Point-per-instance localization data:
::::

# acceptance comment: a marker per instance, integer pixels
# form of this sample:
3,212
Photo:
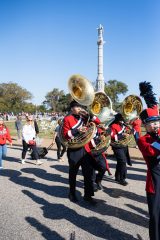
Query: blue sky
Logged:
44,42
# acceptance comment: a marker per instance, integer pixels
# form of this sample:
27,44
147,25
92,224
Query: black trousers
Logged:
76,158
59,145
122,157
25,148
99,164
153,201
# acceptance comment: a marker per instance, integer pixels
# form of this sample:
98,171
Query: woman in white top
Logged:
28,140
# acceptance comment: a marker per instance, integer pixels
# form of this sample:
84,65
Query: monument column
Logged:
100,78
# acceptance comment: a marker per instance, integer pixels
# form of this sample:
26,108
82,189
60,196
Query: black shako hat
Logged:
74,104
151,113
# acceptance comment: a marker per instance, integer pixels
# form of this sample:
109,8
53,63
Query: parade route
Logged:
34,202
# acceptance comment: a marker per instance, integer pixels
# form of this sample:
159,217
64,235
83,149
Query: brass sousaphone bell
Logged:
82,91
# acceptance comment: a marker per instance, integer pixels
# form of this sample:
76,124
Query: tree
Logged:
13,97
56,100
113,89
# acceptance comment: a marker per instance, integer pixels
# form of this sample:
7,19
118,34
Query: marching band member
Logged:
136,125
99,161
73,124
149,145
118,132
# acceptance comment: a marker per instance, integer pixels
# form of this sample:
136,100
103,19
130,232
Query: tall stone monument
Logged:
100,43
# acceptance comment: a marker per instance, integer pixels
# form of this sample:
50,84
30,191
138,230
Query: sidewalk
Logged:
34,203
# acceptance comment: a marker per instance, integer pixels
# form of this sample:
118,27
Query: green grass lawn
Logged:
47,131
44,133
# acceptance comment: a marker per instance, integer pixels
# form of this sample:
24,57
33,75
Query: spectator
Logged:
18,126
28,140
4,136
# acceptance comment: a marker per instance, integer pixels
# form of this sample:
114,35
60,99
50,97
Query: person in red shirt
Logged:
149,145
4,136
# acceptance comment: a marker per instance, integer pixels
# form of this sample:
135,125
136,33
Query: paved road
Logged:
34,203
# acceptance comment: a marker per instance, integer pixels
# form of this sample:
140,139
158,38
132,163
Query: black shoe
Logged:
99,186
123,182
117,179
72,197
90,200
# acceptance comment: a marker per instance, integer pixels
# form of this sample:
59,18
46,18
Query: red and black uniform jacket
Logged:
72,123
4,135
136,124
117,131
149,145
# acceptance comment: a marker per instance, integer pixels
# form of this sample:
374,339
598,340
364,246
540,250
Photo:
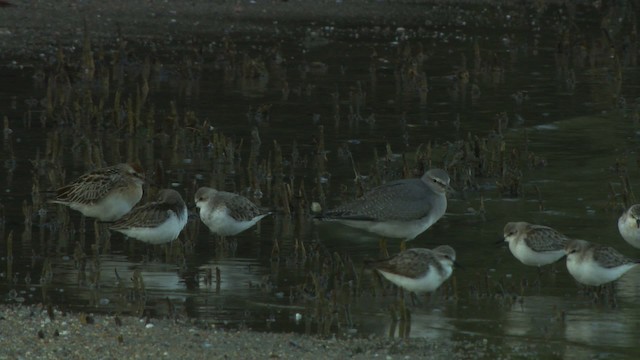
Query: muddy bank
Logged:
30,332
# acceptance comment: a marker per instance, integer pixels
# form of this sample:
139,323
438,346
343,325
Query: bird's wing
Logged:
410,263
542,238
397,200
147,215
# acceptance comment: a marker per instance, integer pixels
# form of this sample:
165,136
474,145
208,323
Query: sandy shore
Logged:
29,332
35,30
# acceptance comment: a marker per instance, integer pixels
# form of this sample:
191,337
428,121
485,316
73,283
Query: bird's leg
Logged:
403,245
384,253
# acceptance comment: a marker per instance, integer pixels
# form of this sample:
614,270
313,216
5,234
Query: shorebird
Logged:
225,213
106,193
418,270
534,245
629,225
594,264
400,209
155,222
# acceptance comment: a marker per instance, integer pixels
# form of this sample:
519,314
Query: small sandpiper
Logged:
400,209
106,193
156,222
629,225
534,245
225,213
418,269
594,264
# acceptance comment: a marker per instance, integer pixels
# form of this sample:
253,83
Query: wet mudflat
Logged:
531,109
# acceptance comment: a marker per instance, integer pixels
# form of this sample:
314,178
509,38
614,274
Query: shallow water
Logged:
581,132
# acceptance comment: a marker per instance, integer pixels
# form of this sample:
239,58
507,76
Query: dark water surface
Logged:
570,141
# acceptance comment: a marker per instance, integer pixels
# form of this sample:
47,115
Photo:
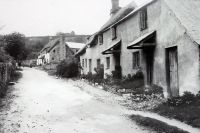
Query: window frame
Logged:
107,62
136,60
100,39
98,63
113,33
90,65
143,14
83,63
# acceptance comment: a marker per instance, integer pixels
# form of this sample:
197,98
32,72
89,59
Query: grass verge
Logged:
155,125
189,114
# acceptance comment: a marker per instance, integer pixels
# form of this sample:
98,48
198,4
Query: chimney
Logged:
62,47
115,7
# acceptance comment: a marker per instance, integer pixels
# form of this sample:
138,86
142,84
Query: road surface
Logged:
43,104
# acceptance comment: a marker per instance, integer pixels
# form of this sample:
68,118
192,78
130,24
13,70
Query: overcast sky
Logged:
46,17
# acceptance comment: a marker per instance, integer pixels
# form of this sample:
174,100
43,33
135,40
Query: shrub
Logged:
99,71
68,68
187,99
117,74
3,89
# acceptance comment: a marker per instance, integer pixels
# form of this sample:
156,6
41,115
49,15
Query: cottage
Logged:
157,38
57,50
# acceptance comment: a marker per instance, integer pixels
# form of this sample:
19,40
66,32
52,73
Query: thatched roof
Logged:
188,13
50,45
119,15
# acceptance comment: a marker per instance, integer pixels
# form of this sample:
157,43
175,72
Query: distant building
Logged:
57,50
161,38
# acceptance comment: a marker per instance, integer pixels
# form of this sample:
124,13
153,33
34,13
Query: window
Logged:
113,33
143,19
98,62
100,39
90,65
86,63
82,62
136,60
108,62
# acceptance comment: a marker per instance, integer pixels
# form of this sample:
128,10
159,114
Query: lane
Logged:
43,104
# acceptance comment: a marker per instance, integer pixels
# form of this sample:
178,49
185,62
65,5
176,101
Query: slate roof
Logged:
188,12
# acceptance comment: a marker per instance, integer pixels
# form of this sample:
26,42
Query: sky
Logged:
47,17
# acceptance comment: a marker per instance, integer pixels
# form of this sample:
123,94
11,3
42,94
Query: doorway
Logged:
172,71
149,52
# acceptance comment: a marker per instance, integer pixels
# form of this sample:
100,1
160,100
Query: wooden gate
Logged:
173,71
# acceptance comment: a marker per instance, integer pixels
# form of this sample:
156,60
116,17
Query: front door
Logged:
173,71
117,65
90,65
149,65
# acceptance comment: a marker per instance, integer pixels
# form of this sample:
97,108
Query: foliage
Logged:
15,46
4,57
99,71
68,68
117,74
187,99
185,108
155,125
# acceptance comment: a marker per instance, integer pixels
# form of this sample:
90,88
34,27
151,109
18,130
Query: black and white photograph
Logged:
99,66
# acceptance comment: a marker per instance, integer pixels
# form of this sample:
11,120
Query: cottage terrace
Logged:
156,38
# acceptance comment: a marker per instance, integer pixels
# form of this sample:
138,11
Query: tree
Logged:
15,46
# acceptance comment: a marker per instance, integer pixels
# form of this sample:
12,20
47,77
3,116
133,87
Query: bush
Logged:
187,99
99,71
117,74
3,89
68,68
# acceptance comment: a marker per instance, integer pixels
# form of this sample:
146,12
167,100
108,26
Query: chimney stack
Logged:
115,7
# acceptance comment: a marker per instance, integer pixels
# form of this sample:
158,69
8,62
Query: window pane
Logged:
108,62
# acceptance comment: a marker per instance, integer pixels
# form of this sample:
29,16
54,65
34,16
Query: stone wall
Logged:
5,76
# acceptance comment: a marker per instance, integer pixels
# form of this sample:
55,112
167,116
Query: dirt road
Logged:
43,104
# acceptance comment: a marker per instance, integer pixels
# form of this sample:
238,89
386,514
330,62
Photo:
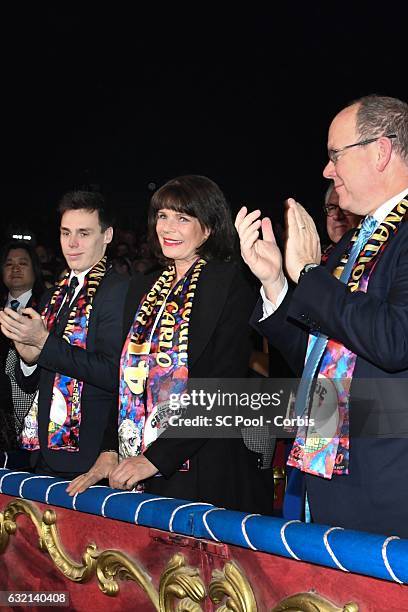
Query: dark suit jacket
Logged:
374,325
97,366
222,471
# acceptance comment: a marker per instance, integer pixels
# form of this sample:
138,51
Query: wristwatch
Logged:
306,269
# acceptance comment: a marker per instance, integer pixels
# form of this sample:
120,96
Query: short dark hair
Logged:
38,287
382,115
199,197
90,201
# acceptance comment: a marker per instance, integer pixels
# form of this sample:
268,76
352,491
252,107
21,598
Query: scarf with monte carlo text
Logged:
325,455
66,396
154,361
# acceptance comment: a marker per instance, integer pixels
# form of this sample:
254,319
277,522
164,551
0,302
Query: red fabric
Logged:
24,567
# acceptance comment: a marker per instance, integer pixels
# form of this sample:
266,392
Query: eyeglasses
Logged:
333,209
334,154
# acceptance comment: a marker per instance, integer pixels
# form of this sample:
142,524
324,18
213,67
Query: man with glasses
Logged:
338,221
347,323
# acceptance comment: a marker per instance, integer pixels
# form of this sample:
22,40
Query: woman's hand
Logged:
130,471
102,467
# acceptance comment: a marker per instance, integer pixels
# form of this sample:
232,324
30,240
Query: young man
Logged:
353,315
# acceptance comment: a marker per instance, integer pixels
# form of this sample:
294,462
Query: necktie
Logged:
320,344
65,308
15,305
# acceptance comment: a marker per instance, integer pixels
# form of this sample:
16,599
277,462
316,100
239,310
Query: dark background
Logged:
123,98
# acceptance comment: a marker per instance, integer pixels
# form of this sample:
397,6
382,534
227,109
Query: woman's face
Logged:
179,235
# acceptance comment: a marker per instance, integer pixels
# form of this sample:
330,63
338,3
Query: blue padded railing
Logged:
350,551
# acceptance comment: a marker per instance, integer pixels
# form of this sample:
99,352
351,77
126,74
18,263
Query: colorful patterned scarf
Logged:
323,448
154,362
65,411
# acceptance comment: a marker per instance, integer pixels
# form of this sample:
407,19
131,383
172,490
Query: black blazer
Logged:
222,471
96,366
374,325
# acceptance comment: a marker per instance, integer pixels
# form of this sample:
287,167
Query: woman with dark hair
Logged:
21,287
189,321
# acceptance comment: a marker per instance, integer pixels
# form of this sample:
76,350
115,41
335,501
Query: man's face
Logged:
83,242
354,173
18,273
338,222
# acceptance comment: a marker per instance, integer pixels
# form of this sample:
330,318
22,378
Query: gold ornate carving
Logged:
49,540
112,565
311,602
179,581
233,584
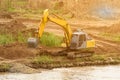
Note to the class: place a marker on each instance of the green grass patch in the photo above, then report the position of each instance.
(49, 39)
(111, 36)
(98, 57)
(10, 38)
(43, 59)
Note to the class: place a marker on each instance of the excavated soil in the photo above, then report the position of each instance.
(16, 51)
(5, 15)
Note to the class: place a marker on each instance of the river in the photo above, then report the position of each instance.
(76, 73)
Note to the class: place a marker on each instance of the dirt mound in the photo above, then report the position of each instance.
(13, 26)
(16, 51)
(5, 15)
(115, 28)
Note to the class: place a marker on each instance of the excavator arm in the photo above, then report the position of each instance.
(59, 21)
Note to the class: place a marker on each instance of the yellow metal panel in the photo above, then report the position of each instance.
(90, 43)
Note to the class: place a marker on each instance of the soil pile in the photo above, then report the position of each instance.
(13, 27)
(16, 51)
(5, 15)
(115, 28)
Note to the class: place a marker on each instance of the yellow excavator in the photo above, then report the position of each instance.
(77, 40)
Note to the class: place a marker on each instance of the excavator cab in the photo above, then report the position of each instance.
(81, 40)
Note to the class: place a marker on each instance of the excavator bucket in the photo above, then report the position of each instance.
(32, 42)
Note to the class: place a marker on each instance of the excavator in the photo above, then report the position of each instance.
(75, 41)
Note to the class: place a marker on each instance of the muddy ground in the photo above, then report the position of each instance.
(19, 56)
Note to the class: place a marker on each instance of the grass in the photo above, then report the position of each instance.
(9, 38)
(49, 39)
(111, 36)
(98, 57)
(42, 59)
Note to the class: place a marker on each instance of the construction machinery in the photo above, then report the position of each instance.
(75, 41)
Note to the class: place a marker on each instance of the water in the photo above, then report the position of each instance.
(77, 73)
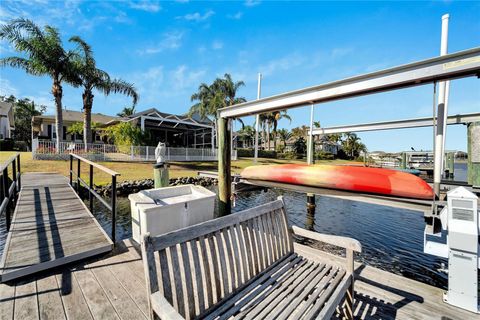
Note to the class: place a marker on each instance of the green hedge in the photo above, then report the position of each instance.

::::

Assignment:
Your answer must be a copy of every line in the data above that holds the string "window".

Answer space:
Query: window frame
Query: window
Query: window pane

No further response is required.